Although the entries contain pictures, the copy should hold only their exact text.

>>>

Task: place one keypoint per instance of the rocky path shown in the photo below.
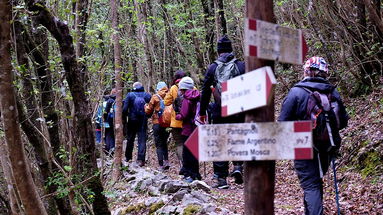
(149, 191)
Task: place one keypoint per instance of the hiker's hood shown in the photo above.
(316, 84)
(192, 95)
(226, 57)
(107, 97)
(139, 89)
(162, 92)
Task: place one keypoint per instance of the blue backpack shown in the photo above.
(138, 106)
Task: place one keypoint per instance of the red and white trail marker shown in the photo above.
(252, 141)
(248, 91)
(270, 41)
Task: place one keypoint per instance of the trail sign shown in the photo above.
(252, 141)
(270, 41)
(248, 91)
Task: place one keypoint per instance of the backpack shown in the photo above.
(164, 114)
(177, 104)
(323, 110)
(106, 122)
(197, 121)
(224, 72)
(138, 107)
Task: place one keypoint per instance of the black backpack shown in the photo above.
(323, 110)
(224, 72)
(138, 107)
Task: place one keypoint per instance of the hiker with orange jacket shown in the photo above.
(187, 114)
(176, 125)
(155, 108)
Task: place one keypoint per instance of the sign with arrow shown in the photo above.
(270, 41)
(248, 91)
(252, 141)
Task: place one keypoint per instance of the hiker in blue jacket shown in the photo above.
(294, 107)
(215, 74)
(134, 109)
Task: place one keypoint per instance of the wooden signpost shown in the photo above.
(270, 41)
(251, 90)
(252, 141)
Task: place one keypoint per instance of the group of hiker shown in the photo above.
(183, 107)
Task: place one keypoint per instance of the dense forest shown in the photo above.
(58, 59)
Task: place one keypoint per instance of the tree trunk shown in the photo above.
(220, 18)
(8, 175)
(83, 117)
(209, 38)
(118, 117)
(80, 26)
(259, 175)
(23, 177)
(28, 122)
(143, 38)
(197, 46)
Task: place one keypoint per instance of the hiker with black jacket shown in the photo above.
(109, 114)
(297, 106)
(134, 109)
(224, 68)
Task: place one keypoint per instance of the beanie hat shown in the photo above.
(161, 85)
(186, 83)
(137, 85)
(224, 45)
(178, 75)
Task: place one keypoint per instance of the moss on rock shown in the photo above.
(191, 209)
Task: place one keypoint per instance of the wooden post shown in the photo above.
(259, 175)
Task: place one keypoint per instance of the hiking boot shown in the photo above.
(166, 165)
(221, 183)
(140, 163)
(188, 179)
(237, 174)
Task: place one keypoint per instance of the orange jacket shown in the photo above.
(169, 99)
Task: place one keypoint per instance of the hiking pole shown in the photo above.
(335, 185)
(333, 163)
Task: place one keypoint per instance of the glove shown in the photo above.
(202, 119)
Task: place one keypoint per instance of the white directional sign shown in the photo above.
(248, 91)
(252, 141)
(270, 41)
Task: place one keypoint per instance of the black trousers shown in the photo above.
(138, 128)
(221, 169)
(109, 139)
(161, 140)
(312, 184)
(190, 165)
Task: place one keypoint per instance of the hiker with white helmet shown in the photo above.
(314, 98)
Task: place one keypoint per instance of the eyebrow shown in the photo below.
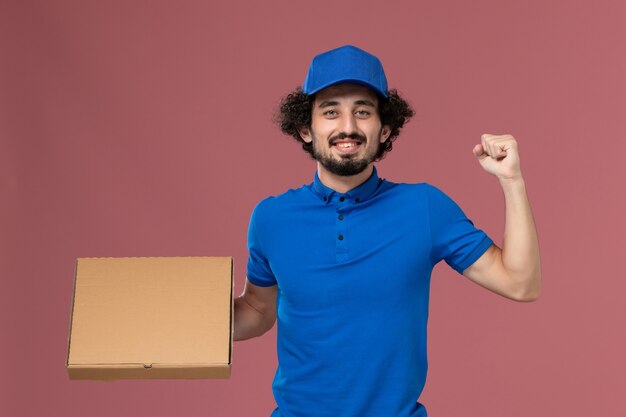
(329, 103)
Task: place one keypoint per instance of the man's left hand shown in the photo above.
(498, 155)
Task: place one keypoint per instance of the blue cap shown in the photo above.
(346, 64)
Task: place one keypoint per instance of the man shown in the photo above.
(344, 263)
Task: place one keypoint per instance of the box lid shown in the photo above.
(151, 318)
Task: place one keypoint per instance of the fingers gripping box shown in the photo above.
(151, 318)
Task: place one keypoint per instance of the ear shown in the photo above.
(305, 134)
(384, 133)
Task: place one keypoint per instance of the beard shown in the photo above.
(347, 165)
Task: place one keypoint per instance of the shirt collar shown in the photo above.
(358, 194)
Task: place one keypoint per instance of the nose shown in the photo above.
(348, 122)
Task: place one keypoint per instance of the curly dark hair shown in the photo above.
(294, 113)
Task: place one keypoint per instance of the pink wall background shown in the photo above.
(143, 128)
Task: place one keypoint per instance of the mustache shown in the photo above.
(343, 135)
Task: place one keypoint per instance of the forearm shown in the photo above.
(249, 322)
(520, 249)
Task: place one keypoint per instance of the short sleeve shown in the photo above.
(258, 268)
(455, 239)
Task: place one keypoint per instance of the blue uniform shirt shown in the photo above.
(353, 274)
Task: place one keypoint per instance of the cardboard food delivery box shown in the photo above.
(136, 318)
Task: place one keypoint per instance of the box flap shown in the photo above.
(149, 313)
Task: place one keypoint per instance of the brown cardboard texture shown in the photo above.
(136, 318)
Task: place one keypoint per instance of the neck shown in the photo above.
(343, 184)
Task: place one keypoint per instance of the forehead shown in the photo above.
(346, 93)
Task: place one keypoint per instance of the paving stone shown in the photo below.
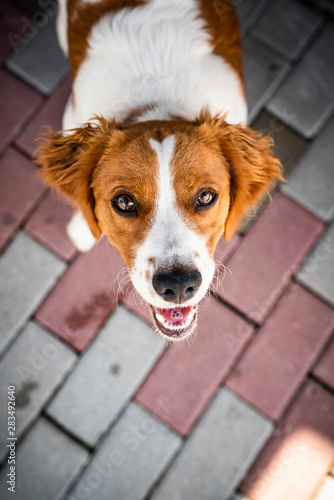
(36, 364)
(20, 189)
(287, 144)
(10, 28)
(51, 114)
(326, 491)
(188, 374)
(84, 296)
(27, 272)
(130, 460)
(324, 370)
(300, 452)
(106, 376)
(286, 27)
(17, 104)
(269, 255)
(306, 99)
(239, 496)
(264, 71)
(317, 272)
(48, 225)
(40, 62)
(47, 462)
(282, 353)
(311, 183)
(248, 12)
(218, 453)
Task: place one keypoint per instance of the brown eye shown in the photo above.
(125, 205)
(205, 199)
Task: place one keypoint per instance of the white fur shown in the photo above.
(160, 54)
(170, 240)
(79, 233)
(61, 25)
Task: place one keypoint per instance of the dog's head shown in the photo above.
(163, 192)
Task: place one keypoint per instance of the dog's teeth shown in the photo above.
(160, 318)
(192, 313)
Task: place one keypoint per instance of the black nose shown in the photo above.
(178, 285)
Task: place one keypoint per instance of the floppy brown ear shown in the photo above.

<<<

**Response to the task**
Task: place one keypoint per instance of the rocky path shown in the photo below.
(149, 191)
Task: place one keypoint per instance of the hiker's hood shown in the photo above.
(316, 84)
(192, 95)
(226, 57)
(107, 97)
(139, 89)
(162, 92)
Task: place one keypoint per instance of the blue backpack shown in the photo above.
(138, 106)
Task: place one keypoint per instance of the red and white trail marker shown in the photo above.
(252, 141)
(248, 91)
(270, 41)
Task: place one keypoint per instance of the trail sign shown in the photo above.
(252, 141)
(270, 41)
(248, 91)
Task: place one keypoint per instance of the backpack shown in the photo above.
(164, 114)
(177, 104)
(323, 110)
(106, 122)
(197, 121)
(224, 72)
(138, 107)
Task: place one keypoint per instance of the black backpack shown in the photo above.
(323, 110)
(224, 72)
(138, 107)
Task: place one keypoint per instance of the hiker with orange jacket shown in the photo above.
(187, 114)
(176, 125)
(155, 108)
Task: place one keypoint per instance of the sign with arrow shown in the photo above.
(270, 41)
(248, 91)
(252, 141)
Task: place one keypoint per instance of the hiker in blue jacket shown in the photo above.
(294, 107)
(215, 74)
(134, 109)
Task: place one keypoint per instance of the wooden signpost shown in the photo above.
(270, 41)
(251, 90)
(252, 141)
Task: place one keypoint per instance of the group of hiker shown in the photo above.
(183, 107)
Task: place one keypoint per instance of the dense forest shown in the photo above.
(58, 59)
Task: place one keypoint per instance of the tree trunk shown in the photo above.
(220, 18)
(8, 175)
(83, 117)
(209, 38)
(118, 117)
(80, 26)
(259, 175)
(23, 177)
(28, 122)
(143, 38)
(197, 46)
Task: place one keypoint per instance of the hiker with black jacket shown in the photo above.
(109, 114)
(297, 106)
(134, 109)
(224, 68)
Task: place one keypoint per instance of the beanie hat shown in the photo above.
(161, 85)
(186, 83)
(137, 85)
(224, 45)
(178, 75)
Task: place one keypoint per instance of the moss on rock shown in the photo above.
(191, 209)
Task: place one keypoint per instance of the wooden post shown in the photo above.
(259, 175)
Task: place one keypoint per instance of the hiking boot shown in the photo above.
(166, 165)
(221, 183)
(140, 163)
(188, 179)
(237, 174)
Task: place one keypoint per instance of the orange jacket shown in the photo above.
(169, 99)
Task: place one keypoint per instance of the hiking pole shown in the photo above.
(335, 185)
(333, 163)
Task: place one keypoint per instance of the glove shown in the photo above.
(202, 119)
Task: place one keypoint per instance of the white directional sign shown in the photo above.
(248, 91)
(252, 141)
(270, 41)
Task: place one keypoint per instance of the black trousers shown in the photo above.
(138, 128)
(221, 169)
(109, 139)
(161, 140)
(312, 184)
(190, 165)
Task: place one keypoint per instance of the hiker with white helmet shown in the photo above.
(314, 98)
Task: place one keypoint per instance of the eyebrow shown in the photo below.
(329, 103)
Task: place one keypoint per instance of the man's left hand shown in the photo above.
(498, 155)
Task: place one keypoint per instance of the blue cap shown in the photo above.
(346, 64)
Task: place one keypoint per instance of the man shown in the photo above.
(344, 263)
Task: place one keypoint per instance of the box lid shown in the photo above.
(151, 318)
Task: place one keypoint per instance of the fingers gripping box shown in the photo above.
(151, 318)
Task: place one keypoint per instance of the ear shown in the photo above.
(305, 134)
(384, 133)
Task: place one keypoint per instance of the beard shown in the photo above.
(347, 165)
Task: place one keypoint per instance of the shirt collar shown in the photo above.
(358, 194)
Task: place one keypoint per instance of the nose shown in the photo above.
(348, 122)
Task: place one keypoint per instance of the curly dark hair shown in the photo above.
(294, 113)
Task: place one keypoint per instance of the pink wall background shown in the photo above.
(143, 128)
Task: place one keypoint per instance of the mustache shown in the photo above.
(343, 135)
Task: place one keypoint per instance of the forearm shown in the photo above.
(249, 322)
(520, 249)
Task: place one keypoint per instance of the short sleeve shown in the photo above.
(258, 268)
(455, 239)
Task: place one keypoint per instance of the blue uniform shirt shown in the photo above.
(353, 274)
Task: place one keypoint per instance of the cardboard food delivery box shown in the photo above.
(136, 318)
Task: place one keypoint per instance of the box flap shown in the photo above.
(149, 313)
Task: place one keypoint per instance of the brown cardboard texture shown in the photo above.
(136, 318)
Task: place one keypoint per instance of the neck shown in the photo above.
(343, 184)
Task: place one keypoint per instance of the forehead shown in the photo above.
(346, 93)
Task: place one keypoint per instance of the paving stone shown in the photo below.
(36, 364)
(20, 189)
(287, 144)
(10, 28)
(51, 114)
(326, 491)
(188, 374)
(84, 296)
(27, 272)
(130, 460)
(324, 370)
(300, 452)
(106, 376)
(286, 27)
(17, 104)
(269, 255)
(306, 99)
(239, 496)
(264, 71)
(317, 272)
(48, 225)
(40, 62)
(47, 462)
(282, 353)
(311, 183)
(248, 12)
(218, 453)
Task: place one keypoint per instance of the brown eye shown in the photo above.
(125, 205)
(205, 199)
Task: place one keypoint per instance of the white fur shown in the photo above.
(160, 54)
(170, 240)
(79, 233)
(61, 25)
Task: place one keypoint per instance of the dog's head shown in the photo above.
(163, 192)
Task: place one keypoint per instance of the dog's teeth shown in the photo above.
(160, 318)
(192, 313)
Task: place one keypoint per instance of the black nose shown in the photo above.
(178, 285)
Task: place one keypoint per instance of the floppy brown ear shown in the photo above.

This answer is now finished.